**What to work on**
Pull out every line in the records below that contains the word "each".

[Segmentation data]
★ ★ ★

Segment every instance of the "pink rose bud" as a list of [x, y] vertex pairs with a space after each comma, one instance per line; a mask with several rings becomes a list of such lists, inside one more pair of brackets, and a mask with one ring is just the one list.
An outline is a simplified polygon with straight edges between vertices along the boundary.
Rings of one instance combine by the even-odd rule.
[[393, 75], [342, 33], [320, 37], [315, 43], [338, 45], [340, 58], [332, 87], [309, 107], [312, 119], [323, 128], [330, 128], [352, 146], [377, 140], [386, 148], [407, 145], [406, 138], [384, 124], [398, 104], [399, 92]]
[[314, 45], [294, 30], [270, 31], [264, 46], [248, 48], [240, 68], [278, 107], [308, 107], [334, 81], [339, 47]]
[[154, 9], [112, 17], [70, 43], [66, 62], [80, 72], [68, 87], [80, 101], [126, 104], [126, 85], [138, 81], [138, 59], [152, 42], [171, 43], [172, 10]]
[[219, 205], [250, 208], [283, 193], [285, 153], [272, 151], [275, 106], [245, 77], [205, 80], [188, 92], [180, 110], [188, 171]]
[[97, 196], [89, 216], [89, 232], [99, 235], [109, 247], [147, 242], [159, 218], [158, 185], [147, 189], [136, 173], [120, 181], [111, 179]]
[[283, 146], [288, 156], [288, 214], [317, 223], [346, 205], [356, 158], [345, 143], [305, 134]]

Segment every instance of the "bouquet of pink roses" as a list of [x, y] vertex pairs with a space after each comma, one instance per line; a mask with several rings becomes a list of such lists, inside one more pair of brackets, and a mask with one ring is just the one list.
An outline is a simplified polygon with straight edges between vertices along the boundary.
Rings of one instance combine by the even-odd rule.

★ ★ ★

**Task result**
Segment every instance of the "pink rose bud" as a list of [x, y] vertex pairs with a space after each comma, one instance per line; a mask with several rings becomes a list of such lists, inside one more pair of brackets, and a mask with one ring is just the one list.
Segment every instance of the "bouquet of pink roses" as a list of [x, y] vertex pairs with a space after each comma, one instance per line; a mask with several rings becomes a list of such lists, inside one more pair of brackets, and a mask with one ring is just the one list.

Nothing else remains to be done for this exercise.